Given request →
Copy word for word every line of the listing below, from the line containing "Reviewer note: check that each instance of the beard" up to and including the last line of the listing.

Saved data entries

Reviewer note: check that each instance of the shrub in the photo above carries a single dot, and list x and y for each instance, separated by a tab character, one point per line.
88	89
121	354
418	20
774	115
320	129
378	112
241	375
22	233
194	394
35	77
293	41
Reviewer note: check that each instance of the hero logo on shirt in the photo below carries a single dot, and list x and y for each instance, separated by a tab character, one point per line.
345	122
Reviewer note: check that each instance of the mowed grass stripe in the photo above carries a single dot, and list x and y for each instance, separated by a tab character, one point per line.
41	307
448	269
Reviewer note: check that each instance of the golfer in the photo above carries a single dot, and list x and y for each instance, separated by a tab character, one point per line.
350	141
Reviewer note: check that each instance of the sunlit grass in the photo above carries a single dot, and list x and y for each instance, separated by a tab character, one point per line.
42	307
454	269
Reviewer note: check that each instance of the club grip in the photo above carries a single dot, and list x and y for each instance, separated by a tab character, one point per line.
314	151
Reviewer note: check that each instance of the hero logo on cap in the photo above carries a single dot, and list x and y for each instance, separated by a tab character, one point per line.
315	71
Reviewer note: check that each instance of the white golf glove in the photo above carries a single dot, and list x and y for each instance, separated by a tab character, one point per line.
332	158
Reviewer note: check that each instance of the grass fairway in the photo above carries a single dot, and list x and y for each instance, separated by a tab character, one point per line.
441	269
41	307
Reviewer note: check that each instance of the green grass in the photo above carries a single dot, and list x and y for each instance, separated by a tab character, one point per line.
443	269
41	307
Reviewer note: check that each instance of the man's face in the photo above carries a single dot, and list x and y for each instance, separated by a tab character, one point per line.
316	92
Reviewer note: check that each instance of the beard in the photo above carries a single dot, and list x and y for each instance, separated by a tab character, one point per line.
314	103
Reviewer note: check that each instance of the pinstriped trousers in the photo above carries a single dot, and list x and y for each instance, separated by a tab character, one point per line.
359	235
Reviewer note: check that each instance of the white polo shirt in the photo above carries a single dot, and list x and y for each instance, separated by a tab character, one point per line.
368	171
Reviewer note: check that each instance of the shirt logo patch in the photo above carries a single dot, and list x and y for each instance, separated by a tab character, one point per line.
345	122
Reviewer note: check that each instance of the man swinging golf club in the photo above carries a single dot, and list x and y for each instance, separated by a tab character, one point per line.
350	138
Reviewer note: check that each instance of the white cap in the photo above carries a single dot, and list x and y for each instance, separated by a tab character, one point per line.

Completed task →
Reviewer note: check that each instance of the beard in the photo above carries a single dot, and list x and y for each instance, separated by a tab character, one point per line.
314	103
Reviewer note: check that each instance of the pinstriped trousers in the photo above carries a single dot, and list x and y for each instance, separated by a tab character, one point per line.
359	235
Reviewer note: check that each instance of the white polo shirt in the photo above carries a single dot, and list x and y for each instance, separated by a tab character, one point per line.
368	171
Reviewer note: check that each instance of the shirt logo patch in the photo above carries a single dot, and list x and y for each instance, separated by a tab character, one point per line.
345	122
Reviewer note: check that each instance of the man swinging golf club in the photo above carries a single dot, and list x and y for each instance, separated by a tab character, one point per line.
350	138
Reviewer note: check that each instance of the white cap in the photo above carries a single dot, and list x and y for each instance, separated by a tab character, one point per line.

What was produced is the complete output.